Do this:
Rewrite the rows that follow as a numbered list, omitting blank lines. Don't include the pictures in your answer.

(Point-based annotation rows)
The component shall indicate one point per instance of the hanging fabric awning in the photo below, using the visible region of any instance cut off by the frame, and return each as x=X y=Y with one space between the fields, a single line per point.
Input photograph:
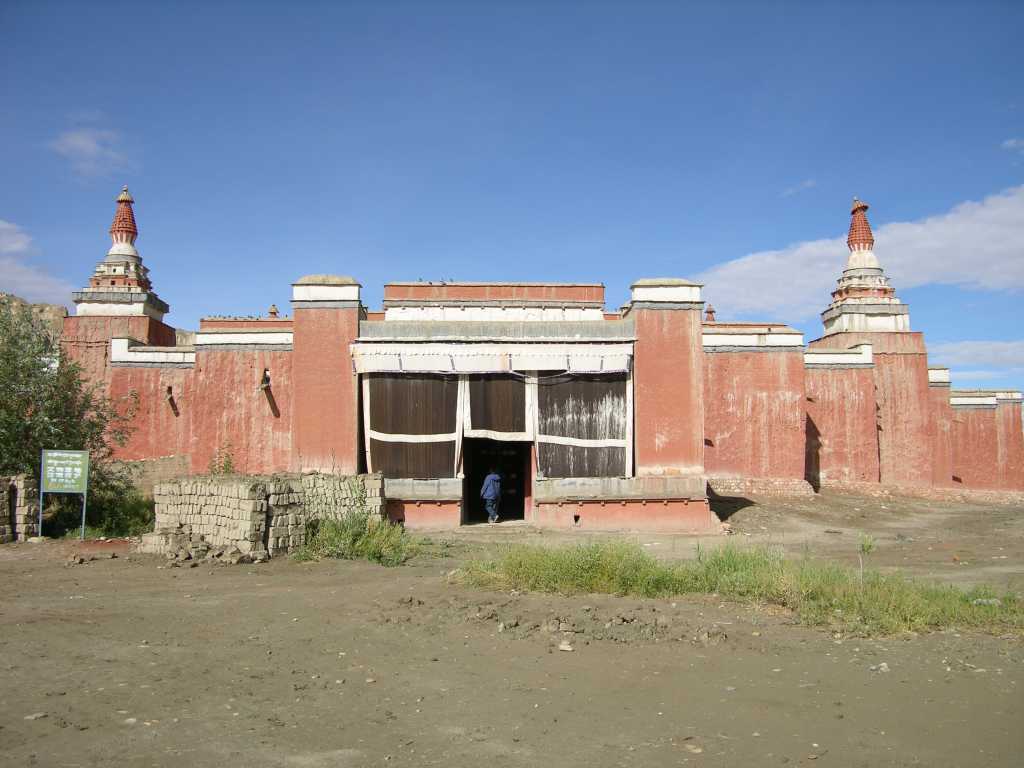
x=489 y=357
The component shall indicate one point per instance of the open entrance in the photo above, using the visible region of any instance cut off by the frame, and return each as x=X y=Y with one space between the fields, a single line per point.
x=511 y=460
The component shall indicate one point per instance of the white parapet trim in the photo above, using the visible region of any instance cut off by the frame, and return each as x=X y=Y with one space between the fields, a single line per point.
x=753 y=338
x=326 y=288
x=244 y=338
x=118 y=309
x=860 y=355
x=493 y=313
x=972 y=398
x=489 y=357
x=666 y=290
x=325 y=293
x=128 y=352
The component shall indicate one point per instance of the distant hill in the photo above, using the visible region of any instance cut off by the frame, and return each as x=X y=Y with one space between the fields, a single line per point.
x=51 y=314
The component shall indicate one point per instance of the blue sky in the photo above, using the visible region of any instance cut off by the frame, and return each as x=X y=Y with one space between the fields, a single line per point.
x=488 y=140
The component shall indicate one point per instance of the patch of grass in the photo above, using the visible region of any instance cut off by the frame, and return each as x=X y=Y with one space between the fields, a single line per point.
x=110 y=513
x=357 y=536
x=819 y=593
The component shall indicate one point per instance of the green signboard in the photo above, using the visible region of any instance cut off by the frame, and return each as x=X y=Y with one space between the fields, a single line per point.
x=66 y=471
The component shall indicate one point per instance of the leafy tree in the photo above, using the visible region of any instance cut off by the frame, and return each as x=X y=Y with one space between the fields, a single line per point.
x=45 y=403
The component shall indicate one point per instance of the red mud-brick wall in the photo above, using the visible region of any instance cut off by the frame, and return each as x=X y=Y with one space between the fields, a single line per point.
x=327 y=421
x=942 y=437
x=1010 y=436
x=230 y=411
x=905 y=452
x=668 y=392
x=158 y=429
x=754 y=414
x=842 y=442
x=975 y=449
x=87 y=340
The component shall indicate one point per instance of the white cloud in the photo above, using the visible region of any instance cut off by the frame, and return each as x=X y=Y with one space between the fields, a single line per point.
x=975 y=245
x=987 y=353
x=12 y=238
x=92 y=152
x=979 y=360
x=807 y=183
x=1014 y=144
x=25 y=281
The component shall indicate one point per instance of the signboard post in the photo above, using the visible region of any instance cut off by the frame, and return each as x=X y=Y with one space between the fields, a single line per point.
x=64 y=472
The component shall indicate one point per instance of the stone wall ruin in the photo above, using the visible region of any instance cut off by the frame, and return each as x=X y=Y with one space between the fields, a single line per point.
x=18 y=508
x=253 y=517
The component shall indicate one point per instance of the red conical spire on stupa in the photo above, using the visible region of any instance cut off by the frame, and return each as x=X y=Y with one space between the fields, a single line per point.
x=124 y=229
x=860 y=238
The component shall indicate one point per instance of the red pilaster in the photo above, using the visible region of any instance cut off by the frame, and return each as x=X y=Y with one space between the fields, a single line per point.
x=327 y=312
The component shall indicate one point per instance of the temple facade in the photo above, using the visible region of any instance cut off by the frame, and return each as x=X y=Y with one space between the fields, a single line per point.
x=595 y=419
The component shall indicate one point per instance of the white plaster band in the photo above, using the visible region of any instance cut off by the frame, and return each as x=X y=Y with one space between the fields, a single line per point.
x=119 y=309
x=247 y=347
x=125 y=352
x=489 y=357
x=153 y=365
x=325 y=293
x=582 y=441
x=692 y=305
x=859 y=356
x=494 y=313
x=492 y=434
x=672 y=294
x=392 y=437
x=752 y=340
x=977 y=400
x=254 y=337
x=326 y=304
x=837 y=366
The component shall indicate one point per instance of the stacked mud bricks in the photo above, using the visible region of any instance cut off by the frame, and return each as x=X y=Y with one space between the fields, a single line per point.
x=256 y=514
x=18 y=508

Output below:
1. The component shall indicate one point per instance of the hanging fabric awning in the photo below, using the visible region of any instance cut off by the frame, and return each as x=X y=Y with one space between the fields, a single line per point.
2. Input photograph:
3. x=489 y=357
4. The component shall indicate one point per instance of the open entrance in the photo above, using the visible region of any instance cut off by the frame, and return each as x=X y=Y with one space between the fields, a single line per point.
5. x=511 y=460
6. The component shall indicate one point per instance of the white parapet trim in the photo above, using the visible region of any instance cut off by the frame, and return each as x=X y=Y with one space between the fields, a single line per point.
7. x=753 y=338
8. x=326 y=288
9. x=244 y=338
10. x=118 y=309
11. x=860 y=355
12. x=493 y=313
13. x=972 y=398
14. x=489 y=357
15. x=666 y=290
16. x=325 y=293
17. x=128 y=352
18. The component shall indicate one point per instance of the distant hill in the photo above, using the visible region of any instance cut off by the frame, and return each as x=X y=Y with one space between the fields, a single line per point.
19. x=51 y=314
20. The component shall indicate one point per instance of the blue sky in the photo above, using the visible region of any instance cut off by the frame, and return each as x=X y=Y with one space between the fields, a single line per point.
21. x=488 y=140
22. The component shall indicate one point per instance of the patch of grass in the photo above, using the visible region of any instance cut off by the frame, and return each as x=X y=Y with one space between the fields, a single line per point.
23. x=110 y=513
24. x=357 y=536
25. x=819 y=593
26. The component shall indicate one point per instance of the green signboard in the photo above, using the visible region of any instance cut off by the frame, and return each as x=X y=Y with one space between the fields, a single line per point.
27. x=66 y=471
28. The component shall indicate one point per instance of the leafy tree in the photo above, using the visible region of any instance cut off by the frame, and return each as x=X y=Y with one space between the fields, a single line per point.
29. x=45 y=403
30. The component shall indicate one point per instance of the red mud-brick wall in the photo above, using the visible region of any instance cut off by the frame, and return each as x=X y=Y with one space between the fields, a single line per point.
31. x=327 y=421
32. x=942 y=437
33. x=1010 y=436
34. x=230 y=411
35. x=905 y=452
36. x=668 y=392
37. x=158 y=429
38. x=754 y=414
39. x=842 y=442
40. x=975 y=449
41. x=87 y=340
42. The component shall indicate one point per instance of the white cloud in the photo above, using the visible region of any instance cut off by the frame, and return each as x=X y=Y with one space between the fields, a single line per point.
43. x=975 y=245
44. x=987 y=353
45. x=12 y=238
46. x=92 y=152
47. x=979 y=360
48. x=807 y=183
49. x=1014 y=144
50. x=25 y=281
51. The component shall indicate one point per instance of the signboard post in the photo above, using the visible region of any instance cut off by the frame, and return each as x=X y=Y with one space between the fields, a single line per point.
52. x=64 y=472
53. The component shall indicate one point per instance of the stone wall ruin in the photo above, using the visible region of any instance cut off by the frame, and return each as x=X y=Y with one space between the fields, a single line per point.
54. x=18 y=508
55. x=253 y=517
56. The component shall indicate one point per instance of the red conical spire on stupa in the photo above, using the visible region of any instance cut off by the frame, and return each as x=X y=Y with one space between the fields, a single line per point.
57. x=124 y=229
58. x=860 y=238
59. The component shall indicate one point per instance of the red pilaster in the photo above, using the visible region of any instance cut off by the frame, and return each as x=X y=Y with one space between the fields, a single line per point.
60. x=327 y=312
61. The component shall indicate one point per instance of the temple facade in the photo above, using the visible region of any instance cut off by the frame, and return each as x=X y=Y with one space between the fields, a single line per point.
62. x=595 y=419
63. The component shall indicate one point per instance of the white plaster band in the photo above, using the visible region of any instance cut off by the frame, and return each as x=X y=Y with one space between the fields, a single line per point.
64. x=119 y=309
65. x=247 y=347
66. x=125 y=352
67. x=489 y=357
68. x=153 y=365
69. x=325 y=293
70. x=582 y=441
71. x=692 y=305
72. x=859 y=356
73. x=494 y=313
74. x=492 y=434
75. x=672 y=294
76. x=392 y=437
77. x=752 y=340
78. x=977 y=400
79. x=254 y=337
80. x=326 y=304
81. x=837 y=366
82. The component shall indicate one point per instance of the stacked mud bricks in the photo above, using the visible region of any instance cut off by the frame, and return each as x=X y=Y with one space between the fields, a single line per point.
83. x=256 y=514
84. x=18 y=508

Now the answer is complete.